* **What is being asked**:
Report how many lines in the items below contain the string "balcony", with matching case, and give only that number.

"""

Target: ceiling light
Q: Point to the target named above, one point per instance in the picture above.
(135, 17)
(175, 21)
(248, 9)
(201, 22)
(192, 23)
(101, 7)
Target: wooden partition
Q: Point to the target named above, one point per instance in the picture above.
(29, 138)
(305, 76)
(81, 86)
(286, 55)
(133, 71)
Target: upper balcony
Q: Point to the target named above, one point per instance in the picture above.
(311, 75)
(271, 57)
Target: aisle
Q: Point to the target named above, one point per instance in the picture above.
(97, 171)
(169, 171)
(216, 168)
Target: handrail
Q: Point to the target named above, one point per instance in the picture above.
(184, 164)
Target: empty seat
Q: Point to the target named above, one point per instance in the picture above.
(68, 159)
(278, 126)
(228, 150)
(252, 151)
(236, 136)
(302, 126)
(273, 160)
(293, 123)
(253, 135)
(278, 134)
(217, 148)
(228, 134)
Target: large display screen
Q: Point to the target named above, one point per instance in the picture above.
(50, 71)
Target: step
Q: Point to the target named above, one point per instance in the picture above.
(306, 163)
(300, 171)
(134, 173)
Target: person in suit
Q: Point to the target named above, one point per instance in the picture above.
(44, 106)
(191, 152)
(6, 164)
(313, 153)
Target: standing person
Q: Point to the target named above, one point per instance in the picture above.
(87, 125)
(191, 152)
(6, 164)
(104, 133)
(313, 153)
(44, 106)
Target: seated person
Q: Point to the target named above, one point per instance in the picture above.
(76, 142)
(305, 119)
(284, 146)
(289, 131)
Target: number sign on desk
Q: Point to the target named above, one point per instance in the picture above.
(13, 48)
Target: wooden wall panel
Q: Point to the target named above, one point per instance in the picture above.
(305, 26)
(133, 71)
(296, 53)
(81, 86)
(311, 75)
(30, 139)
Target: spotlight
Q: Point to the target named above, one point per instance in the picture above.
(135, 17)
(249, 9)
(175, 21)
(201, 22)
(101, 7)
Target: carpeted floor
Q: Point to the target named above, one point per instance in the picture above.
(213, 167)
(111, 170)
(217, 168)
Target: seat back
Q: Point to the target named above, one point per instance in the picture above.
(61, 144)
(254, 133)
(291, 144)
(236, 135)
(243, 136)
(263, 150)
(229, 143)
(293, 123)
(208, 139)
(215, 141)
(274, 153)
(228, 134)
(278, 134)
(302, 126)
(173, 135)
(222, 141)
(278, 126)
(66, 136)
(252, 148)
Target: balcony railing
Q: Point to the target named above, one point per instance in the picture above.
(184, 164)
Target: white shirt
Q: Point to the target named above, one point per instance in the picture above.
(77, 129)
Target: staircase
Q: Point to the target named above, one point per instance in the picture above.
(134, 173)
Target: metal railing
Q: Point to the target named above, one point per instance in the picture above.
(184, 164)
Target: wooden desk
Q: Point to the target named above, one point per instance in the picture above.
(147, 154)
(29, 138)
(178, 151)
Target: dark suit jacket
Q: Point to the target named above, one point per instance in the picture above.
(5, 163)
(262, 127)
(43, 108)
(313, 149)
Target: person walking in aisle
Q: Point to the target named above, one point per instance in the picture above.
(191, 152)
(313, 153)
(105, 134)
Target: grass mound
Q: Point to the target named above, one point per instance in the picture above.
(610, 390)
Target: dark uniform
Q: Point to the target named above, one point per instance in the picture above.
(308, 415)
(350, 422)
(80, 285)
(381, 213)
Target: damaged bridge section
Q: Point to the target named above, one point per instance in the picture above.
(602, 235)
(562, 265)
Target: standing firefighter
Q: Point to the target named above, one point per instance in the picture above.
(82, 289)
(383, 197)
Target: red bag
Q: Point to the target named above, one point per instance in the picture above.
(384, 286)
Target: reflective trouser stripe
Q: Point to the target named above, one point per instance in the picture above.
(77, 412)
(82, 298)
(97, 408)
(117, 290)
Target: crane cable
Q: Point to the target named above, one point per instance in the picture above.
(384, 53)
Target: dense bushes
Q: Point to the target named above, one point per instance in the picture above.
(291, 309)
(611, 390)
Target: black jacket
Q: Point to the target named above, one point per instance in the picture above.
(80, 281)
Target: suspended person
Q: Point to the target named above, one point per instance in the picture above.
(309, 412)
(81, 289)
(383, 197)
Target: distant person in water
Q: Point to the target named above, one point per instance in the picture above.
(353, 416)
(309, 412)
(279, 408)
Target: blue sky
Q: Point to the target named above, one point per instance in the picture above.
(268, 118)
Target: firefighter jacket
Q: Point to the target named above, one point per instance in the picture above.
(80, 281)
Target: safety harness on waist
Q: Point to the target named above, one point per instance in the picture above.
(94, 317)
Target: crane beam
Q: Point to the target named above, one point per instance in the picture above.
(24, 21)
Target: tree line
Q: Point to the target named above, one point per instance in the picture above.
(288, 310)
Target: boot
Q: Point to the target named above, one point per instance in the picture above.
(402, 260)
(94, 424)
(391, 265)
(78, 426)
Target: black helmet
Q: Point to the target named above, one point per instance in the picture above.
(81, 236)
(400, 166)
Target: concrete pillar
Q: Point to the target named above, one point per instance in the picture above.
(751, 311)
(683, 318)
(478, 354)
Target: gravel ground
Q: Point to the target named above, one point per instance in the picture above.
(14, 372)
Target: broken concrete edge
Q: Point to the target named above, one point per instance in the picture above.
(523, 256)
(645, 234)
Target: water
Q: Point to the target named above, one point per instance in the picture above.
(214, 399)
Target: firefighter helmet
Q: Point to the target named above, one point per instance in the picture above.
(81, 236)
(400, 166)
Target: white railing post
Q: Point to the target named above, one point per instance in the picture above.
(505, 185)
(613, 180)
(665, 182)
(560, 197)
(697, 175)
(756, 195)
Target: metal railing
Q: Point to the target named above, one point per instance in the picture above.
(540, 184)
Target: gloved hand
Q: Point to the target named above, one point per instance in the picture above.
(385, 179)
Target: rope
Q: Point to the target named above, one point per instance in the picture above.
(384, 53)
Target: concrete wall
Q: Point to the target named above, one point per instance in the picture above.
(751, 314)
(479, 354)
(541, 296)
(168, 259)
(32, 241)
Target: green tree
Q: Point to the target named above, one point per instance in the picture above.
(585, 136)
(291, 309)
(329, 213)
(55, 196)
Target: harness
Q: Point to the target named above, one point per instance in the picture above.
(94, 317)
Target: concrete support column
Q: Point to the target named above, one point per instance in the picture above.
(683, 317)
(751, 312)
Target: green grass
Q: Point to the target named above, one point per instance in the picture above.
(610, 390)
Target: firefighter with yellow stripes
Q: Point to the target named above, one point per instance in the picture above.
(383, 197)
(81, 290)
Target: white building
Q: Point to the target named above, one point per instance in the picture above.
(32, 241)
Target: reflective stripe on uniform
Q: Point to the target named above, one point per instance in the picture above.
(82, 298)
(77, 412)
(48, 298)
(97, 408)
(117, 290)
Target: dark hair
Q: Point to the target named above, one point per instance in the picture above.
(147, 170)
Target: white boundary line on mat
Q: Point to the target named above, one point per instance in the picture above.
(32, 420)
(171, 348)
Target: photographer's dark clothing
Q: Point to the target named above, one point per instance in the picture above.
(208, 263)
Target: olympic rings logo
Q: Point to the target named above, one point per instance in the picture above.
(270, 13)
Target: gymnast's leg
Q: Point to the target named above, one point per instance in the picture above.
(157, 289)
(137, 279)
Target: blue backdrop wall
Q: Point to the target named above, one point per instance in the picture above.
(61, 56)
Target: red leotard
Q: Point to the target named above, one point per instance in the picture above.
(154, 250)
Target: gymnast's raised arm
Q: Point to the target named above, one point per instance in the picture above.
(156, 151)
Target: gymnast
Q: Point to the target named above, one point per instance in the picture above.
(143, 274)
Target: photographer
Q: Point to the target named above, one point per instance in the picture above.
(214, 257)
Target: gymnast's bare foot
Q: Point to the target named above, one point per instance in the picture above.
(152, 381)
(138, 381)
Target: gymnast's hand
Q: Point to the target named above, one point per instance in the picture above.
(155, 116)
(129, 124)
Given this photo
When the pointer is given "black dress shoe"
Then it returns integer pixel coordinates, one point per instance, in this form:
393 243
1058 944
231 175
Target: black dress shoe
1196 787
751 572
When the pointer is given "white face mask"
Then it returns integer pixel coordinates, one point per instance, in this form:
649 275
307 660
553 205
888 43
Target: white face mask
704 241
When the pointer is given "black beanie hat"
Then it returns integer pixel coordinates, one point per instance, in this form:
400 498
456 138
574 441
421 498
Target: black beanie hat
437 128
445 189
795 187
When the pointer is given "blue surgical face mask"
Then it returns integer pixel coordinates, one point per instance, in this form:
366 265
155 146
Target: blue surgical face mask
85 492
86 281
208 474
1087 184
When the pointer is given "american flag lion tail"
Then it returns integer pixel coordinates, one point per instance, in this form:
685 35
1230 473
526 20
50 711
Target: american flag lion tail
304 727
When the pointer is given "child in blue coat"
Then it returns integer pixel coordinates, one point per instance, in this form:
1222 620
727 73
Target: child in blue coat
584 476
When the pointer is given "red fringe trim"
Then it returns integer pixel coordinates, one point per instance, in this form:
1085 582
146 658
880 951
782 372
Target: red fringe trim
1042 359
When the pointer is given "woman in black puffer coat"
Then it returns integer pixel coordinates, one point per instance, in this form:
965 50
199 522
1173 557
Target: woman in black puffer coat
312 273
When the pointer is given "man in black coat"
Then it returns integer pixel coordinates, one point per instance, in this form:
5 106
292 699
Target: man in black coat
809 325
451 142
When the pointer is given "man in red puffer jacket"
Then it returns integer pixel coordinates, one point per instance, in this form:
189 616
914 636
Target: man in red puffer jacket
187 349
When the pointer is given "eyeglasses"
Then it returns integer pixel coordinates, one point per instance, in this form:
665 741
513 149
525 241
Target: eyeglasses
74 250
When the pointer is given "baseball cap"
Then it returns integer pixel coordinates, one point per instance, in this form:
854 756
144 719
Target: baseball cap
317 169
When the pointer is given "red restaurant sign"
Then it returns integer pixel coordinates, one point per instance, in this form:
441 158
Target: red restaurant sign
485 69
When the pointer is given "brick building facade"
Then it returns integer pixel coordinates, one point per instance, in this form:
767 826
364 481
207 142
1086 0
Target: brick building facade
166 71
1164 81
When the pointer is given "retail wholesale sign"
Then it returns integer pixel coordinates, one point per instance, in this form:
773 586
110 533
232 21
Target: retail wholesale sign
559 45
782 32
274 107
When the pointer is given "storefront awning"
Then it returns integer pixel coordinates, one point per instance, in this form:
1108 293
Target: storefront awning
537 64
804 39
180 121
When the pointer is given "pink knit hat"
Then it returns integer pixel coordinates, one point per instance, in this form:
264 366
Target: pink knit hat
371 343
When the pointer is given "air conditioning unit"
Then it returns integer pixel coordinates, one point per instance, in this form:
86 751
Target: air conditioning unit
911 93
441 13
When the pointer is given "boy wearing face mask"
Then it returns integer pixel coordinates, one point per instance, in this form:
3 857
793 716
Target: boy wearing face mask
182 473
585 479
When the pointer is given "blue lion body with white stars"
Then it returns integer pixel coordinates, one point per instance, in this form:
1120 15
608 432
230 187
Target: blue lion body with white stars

"""

* **Expected output**:
2